• _Goal_: Only the lines from the line holding "of the brown" to the last line should be output, each exactly as given.

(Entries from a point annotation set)
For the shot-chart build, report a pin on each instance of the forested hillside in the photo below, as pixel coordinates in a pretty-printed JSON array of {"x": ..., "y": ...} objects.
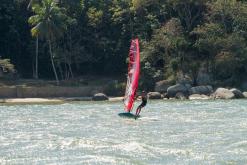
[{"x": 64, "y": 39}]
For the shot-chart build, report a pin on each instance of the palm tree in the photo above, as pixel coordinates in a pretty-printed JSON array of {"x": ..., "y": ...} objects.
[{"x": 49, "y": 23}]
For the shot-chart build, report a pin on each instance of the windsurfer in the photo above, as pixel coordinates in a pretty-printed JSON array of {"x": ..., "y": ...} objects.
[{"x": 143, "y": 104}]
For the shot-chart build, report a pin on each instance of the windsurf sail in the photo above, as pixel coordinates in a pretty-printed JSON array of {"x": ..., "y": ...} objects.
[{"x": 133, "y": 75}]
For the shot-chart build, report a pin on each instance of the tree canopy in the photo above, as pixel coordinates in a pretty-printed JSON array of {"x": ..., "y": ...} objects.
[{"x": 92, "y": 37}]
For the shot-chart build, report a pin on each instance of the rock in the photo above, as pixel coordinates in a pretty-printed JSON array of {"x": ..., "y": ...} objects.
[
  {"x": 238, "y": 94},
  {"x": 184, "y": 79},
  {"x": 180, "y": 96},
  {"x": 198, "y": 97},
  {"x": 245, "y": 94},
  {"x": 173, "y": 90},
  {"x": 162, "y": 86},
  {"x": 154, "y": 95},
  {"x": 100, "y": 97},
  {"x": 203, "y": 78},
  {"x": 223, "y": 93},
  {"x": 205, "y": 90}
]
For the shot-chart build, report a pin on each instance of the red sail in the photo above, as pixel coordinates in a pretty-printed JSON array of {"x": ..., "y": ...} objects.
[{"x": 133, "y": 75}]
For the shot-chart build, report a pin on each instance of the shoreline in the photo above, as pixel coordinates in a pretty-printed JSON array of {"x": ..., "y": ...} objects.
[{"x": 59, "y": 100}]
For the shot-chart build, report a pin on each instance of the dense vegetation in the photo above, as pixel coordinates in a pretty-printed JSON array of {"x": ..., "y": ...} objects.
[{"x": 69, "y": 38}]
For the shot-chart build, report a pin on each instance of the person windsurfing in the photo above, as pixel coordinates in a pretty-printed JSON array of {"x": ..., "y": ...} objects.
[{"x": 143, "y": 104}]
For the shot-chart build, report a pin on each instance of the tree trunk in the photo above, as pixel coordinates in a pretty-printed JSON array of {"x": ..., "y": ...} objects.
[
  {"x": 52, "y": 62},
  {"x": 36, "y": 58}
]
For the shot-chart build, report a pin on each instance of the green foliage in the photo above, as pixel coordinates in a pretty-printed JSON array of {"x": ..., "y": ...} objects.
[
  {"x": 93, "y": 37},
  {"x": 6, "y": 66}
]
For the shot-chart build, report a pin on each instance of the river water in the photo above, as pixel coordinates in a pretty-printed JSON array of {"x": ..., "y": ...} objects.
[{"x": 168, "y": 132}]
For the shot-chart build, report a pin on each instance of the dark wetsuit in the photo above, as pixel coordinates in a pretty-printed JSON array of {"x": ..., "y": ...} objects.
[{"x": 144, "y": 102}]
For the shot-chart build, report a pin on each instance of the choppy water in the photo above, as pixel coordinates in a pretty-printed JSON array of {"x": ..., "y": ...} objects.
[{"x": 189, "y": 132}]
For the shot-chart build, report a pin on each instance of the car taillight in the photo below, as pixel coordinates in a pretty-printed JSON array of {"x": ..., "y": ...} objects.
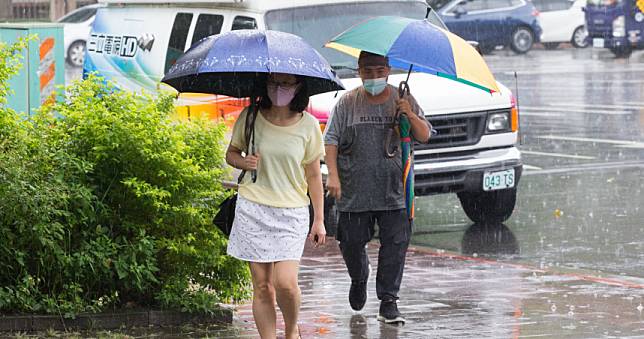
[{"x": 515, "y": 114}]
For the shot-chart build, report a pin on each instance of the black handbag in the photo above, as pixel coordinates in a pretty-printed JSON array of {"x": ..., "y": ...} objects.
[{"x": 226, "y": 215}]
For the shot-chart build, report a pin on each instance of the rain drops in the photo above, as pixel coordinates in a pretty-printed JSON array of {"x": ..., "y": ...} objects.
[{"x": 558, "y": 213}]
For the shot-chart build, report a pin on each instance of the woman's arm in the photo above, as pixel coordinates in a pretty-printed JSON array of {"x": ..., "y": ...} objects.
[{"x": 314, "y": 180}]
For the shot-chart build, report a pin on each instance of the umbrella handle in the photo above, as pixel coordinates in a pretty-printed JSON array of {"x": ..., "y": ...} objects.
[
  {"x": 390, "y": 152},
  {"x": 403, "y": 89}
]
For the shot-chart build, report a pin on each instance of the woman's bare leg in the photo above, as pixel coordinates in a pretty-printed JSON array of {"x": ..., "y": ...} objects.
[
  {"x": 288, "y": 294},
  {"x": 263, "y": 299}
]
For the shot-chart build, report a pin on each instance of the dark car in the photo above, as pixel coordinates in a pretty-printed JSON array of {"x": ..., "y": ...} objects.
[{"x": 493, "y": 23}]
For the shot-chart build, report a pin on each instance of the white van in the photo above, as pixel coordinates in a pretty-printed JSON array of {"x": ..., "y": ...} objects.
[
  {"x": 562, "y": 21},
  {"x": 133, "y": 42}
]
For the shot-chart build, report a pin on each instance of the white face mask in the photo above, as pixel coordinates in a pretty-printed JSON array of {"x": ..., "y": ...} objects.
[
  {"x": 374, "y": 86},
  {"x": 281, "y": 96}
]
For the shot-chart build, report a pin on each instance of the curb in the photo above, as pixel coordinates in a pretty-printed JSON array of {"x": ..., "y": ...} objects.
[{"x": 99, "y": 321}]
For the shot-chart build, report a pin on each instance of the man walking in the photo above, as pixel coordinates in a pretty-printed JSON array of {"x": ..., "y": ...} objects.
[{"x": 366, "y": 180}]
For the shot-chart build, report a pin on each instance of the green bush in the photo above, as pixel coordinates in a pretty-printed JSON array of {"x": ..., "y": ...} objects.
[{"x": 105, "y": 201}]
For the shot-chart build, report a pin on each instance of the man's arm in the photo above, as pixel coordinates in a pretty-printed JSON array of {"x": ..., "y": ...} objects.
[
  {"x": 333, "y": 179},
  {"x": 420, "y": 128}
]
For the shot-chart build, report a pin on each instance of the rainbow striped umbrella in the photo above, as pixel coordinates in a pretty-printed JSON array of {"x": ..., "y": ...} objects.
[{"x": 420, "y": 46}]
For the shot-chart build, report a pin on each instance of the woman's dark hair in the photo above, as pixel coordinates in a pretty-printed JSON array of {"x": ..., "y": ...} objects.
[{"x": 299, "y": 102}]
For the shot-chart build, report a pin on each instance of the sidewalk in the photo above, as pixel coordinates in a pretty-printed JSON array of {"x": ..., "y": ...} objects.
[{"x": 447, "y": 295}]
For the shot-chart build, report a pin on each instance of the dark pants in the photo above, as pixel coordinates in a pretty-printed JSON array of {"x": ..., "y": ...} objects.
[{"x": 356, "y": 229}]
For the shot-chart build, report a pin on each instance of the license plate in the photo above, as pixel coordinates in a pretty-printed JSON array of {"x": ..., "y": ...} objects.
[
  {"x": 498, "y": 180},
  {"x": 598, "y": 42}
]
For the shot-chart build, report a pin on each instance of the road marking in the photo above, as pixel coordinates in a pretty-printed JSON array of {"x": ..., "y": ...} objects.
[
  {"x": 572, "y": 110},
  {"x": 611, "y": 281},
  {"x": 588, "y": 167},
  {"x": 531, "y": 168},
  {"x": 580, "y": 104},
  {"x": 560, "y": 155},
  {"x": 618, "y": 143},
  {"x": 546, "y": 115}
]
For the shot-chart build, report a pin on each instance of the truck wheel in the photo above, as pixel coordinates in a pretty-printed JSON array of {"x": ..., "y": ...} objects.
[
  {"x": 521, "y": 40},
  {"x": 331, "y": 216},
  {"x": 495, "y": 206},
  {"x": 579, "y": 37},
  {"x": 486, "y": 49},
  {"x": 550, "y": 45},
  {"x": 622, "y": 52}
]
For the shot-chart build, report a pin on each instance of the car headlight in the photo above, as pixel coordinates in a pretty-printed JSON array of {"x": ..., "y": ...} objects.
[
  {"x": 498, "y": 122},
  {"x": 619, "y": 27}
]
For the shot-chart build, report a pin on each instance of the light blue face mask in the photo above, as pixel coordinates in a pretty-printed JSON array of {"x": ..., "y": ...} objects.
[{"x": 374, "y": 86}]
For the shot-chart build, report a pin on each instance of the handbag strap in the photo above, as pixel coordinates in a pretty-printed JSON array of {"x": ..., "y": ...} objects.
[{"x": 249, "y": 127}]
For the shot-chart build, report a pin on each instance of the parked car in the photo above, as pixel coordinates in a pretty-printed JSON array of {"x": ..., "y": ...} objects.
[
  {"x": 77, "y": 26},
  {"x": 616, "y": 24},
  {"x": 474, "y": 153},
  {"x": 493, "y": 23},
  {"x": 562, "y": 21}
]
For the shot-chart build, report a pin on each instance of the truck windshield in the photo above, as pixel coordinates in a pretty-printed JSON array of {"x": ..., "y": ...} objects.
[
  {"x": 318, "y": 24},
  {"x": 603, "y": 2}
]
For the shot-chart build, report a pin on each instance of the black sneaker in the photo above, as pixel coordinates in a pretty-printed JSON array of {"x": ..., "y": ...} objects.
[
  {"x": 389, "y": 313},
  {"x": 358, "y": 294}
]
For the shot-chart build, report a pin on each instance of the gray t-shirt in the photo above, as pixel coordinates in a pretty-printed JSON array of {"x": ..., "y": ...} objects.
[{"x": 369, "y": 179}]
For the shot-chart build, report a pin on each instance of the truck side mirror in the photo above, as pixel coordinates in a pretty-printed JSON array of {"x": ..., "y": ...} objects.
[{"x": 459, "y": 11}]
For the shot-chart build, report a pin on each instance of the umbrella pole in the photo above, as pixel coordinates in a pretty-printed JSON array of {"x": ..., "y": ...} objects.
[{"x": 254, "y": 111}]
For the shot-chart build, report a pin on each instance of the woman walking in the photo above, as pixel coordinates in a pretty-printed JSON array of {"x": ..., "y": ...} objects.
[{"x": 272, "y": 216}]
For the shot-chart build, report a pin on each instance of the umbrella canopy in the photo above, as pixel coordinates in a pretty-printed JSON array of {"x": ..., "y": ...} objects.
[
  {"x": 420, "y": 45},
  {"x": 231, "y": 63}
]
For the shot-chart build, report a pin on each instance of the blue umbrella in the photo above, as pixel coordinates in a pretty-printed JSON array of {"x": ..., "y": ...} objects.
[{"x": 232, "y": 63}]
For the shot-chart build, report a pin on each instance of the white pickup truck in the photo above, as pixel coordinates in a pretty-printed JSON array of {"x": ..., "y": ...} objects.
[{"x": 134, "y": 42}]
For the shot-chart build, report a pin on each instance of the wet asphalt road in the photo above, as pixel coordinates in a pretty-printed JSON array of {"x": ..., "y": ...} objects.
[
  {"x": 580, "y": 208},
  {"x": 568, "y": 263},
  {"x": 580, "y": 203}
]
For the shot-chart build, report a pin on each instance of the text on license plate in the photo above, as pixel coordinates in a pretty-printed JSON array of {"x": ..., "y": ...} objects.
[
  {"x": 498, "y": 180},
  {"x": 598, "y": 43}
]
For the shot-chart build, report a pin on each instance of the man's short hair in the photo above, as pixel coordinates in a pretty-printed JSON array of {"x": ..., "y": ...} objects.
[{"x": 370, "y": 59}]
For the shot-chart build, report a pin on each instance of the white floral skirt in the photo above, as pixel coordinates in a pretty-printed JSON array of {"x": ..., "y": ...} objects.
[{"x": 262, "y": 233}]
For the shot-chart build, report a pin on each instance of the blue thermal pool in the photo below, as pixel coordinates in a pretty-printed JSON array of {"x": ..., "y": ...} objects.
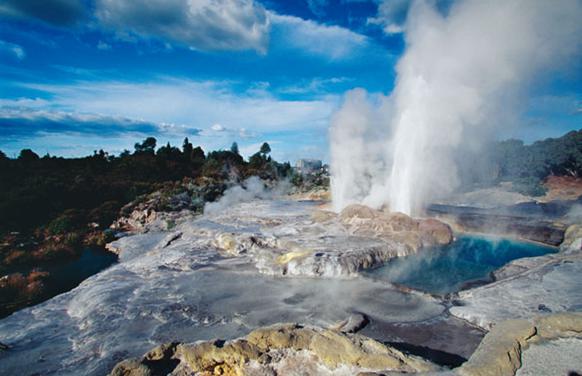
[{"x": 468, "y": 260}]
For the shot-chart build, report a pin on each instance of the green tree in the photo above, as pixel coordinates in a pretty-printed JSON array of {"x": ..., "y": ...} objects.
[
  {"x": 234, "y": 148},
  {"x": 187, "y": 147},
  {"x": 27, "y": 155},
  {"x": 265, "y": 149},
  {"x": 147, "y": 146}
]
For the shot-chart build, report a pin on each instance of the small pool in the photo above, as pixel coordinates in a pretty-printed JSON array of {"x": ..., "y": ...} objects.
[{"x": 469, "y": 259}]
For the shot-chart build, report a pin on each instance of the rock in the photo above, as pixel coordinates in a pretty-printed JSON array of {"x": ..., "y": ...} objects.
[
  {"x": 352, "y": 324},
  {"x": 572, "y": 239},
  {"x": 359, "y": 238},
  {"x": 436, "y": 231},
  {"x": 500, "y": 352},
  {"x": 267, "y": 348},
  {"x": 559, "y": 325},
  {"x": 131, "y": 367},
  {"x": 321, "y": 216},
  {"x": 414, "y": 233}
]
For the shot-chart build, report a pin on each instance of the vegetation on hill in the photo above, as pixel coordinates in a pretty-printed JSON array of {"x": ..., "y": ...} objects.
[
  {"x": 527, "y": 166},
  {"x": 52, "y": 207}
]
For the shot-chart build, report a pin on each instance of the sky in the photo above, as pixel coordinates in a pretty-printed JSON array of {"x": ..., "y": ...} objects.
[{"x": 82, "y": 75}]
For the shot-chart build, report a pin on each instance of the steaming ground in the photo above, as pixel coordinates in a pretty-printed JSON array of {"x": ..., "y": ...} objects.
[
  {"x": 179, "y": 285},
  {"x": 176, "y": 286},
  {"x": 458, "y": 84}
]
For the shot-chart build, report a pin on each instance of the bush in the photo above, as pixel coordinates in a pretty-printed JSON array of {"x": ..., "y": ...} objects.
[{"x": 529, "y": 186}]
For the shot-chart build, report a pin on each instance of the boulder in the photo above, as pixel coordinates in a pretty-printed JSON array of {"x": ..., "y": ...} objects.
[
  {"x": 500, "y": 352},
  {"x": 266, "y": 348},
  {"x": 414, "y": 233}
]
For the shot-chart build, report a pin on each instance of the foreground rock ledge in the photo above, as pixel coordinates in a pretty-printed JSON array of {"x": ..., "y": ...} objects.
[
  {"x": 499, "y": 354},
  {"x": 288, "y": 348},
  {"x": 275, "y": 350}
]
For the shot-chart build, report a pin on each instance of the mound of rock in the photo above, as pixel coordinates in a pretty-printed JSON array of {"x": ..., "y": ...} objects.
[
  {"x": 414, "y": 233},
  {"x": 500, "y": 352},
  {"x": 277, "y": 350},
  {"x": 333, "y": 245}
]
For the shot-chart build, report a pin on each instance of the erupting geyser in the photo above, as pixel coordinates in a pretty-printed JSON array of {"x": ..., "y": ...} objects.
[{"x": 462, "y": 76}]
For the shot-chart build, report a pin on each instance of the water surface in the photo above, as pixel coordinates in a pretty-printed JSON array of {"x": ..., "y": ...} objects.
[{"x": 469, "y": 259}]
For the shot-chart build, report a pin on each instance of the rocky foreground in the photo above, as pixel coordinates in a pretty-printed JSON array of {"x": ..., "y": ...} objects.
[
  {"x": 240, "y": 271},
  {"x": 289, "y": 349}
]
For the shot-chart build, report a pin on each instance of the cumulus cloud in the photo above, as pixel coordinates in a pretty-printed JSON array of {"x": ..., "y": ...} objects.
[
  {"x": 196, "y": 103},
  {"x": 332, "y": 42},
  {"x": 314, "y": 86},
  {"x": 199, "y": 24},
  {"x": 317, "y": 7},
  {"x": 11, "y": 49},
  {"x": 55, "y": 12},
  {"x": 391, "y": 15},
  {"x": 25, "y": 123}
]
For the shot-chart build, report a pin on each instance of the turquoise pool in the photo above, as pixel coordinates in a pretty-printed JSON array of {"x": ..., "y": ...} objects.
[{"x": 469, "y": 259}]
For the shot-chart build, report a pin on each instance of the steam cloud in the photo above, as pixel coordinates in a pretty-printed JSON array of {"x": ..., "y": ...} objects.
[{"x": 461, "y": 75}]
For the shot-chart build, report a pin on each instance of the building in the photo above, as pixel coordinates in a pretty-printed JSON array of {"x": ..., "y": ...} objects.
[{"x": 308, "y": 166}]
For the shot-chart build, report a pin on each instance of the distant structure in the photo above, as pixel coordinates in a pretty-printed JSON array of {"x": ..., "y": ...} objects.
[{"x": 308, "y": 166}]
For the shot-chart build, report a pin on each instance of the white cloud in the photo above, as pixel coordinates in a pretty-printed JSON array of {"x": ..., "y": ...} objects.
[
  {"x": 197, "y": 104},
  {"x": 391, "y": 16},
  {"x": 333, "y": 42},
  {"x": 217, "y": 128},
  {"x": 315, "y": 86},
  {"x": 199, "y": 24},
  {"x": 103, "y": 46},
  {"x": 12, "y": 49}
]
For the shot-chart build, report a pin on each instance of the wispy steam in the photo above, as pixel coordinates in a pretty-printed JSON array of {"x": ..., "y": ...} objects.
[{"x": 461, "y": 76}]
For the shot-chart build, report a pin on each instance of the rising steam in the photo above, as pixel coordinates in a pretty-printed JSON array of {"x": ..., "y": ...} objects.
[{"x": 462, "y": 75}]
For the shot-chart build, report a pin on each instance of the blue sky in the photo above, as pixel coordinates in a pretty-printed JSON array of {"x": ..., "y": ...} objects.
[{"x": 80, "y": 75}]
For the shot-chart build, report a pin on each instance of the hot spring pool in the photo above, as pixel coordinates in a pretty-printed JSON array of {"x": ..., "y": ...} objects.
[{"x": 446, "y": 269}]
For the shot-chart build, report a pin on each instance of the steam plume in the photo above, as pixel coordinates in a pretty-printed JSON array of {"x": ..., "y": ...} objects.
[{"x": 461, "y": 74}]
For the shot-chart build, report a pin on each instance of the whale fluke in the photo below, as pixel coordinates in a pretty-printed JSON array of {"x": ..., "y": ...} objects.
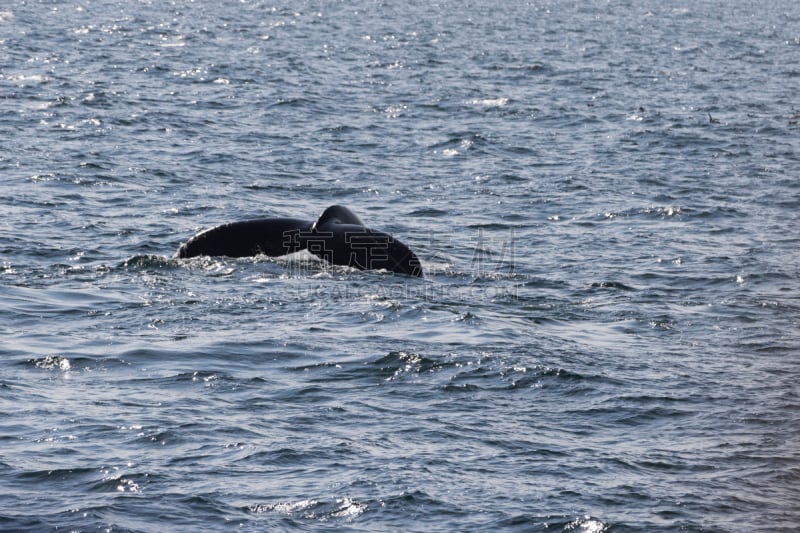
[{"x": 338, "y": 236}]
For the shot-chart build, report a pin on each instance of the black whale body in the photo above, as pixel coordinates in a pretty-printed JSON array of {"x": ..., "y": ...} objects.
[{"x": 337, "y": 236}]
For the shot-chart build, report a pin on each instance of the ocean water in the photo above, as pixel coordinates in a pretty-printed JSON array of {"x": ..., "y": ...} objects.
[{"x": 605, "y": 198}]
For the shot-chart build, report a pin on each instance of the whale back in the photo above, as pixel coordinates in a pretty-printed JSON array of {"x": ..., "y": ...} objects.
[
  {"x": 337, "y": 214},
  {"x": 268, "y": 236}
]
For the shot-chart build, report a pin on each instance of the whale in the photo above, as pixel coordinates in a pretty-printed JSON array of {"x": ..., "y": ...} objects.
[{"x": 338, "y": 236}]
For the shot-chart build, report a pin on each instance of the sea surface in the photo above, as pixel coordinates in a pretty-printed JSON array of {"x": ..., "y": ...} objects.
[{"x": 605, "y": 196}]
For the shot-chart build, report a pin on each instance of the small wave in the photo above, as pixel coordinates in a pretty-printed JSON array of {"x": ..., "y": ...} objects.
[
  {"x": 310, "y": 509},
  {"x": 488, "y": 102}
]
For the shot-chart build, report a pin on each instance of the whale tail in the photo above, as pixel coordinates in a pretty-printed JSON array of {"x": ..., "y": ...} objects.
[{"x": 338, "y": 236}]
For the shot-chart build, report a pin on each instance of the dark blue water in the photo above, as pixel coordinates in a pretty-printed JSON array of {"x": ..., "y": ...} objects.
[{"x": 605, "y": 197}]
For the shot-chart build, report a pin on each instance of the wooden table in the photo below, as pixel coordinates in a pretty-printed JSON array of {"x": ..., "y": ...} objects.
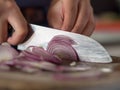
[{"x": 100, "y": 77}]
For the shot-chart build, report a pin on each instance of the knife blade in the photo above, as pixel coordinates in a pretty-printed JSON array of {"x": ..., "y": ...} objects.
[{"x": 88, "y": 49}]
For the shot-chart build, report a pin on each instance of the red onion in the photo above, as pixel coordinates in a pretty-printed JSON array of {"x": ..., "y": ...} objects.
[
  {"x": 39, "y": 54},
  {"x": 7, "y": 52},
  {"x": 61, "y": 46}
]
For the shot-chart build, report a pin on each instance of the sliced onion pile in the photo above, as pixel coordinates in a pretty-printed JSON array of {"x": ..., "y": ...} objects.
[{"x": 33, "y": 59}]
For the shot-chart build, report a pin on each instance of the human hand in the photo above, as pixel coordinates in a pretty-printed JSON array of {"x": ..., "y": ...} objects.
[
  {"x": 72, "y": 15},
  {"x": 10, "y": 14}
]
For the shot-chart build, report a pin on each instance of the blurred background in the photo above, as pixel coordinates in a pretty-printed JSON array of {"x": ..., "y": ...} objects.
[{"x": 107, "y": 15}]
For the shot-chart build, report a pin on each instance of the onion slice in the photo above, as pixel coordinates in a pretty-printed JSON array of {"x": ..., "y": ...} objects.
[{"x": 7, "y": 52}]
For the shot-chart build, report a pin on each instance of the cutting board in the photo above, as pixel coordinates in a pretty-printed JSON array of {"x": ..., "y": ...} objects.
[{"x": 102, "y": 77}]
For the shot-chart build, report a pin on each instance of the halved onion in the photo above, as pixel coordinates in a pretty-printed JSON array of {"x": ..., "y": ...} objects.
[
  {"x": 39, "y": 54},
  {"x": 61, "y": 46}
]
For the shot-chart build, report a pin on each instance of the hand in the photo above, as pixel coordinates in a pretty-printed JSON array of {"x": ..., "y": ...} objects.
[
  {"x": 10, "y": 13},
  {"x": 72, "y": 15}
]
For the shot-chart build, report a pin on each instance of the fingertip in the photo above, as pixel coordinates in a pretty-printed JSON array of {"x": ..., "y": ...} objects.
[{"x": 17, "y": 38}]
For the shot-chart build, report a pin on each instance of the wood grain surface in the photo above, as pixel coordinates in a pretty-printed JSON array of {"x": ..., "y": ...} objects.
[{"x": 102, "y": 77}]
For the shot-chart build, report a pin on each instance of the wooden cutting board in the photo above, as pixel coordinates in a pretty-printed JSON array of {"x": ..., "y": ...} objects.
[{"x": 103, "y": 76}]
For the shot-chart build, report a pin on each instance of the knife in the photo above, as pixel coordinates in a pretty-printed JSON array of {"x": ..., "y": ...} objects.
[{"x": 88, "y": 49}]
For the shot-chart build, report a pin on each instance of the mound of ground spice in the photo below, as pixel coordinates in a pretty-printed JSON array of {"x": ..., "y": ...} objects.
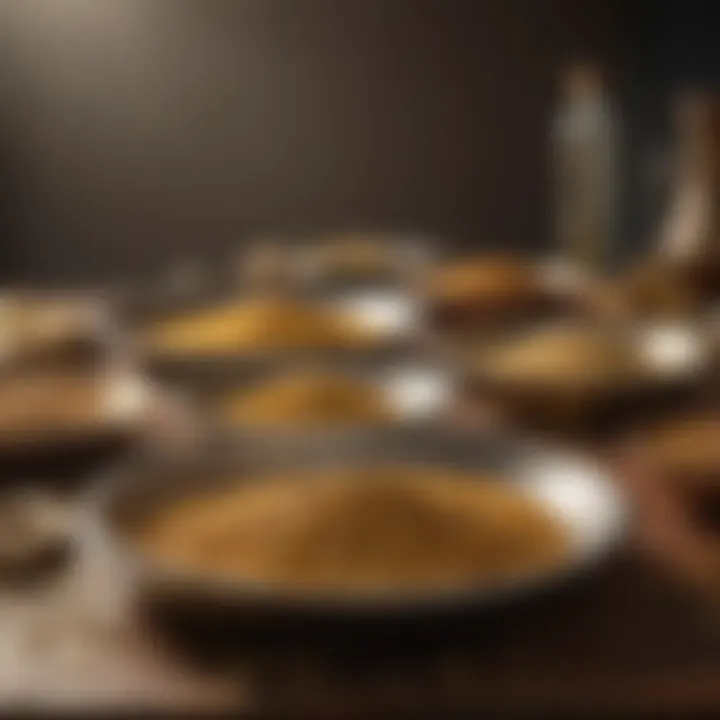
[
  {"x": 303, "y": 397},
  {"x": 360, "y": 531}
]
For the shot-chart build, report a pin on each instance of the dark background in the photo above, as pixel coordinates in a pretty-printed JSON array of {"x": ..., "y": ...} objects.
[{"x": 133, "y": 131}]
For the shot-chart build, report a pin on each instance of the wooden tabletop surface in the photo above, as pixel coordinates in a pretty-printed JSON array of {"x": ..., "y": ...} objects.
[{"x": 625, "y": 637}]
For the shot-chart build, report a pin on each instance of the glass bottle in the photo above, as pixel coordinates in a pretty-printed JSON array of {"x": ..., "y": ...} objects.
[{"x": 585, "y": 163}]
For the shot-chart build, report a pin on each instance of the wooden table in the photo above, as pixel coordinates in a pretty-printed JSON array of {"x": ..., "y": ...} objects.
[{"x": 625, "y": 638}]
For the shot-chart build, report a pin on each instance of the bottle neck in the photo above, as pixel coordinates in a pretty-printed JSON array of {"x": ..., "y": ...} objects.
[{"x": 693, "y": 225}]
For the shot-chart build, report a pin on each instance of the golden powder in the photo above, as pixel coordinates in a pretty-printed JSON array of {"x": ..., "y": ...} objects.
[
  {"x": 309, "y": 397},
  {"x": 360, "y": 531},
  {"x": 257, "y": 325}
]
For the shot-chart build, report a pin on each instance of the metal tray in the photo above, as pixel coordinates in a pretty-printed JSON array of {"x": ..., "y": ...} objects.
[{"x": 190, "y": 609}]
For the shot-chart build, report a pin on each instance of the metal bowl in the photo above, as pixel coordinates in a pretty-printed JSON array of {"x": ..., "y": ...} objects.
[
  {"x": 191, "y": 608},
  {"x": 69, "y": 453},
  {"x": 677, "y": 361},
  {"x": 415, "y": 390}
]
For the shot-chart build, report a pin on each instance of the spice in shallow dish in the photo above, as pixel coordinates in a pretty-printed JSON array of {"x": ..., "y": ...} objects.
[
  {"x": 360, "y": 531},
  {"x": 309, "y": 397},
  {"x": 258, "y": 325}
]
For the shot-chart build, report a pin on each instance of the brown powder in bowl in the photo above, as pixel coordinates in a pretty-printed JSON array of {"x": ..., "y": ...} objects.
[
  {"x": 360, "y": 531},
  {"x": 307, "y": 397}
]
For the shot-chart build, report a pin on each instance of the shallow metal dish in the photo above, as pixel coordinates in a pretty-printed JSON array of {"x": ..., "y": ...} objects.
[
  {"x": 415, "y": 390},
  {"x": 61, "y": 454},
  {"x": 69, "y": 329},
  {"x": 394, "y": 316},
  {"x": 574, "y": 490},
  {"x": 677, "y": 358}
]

• _The response_:
For the shot-chart build, report a pin on each instance of the brown powder in bowl in the photo above, as pixel coordinates in a pretty-printed JSON array of {"x": ..., "y": ...} objects.
[
  {"x": 360, "y": 531},
  {"x": 307, "y": 397}
]
For the shot-chart build, report a pin on each instance of the shallow metal dish in the photo above, as pixel coordinates in a pretty-printed JSON array of {"x": ..., "y": ...} objects.
[
  {"x": 415, "y": 390},
  {"x": 61, "y": 454},
  {"x": 69, "y": 329},
  {"x": 394, "y": 316},
  {"x": 574, "y": 490},
  {"x": 677, "y": 358}
]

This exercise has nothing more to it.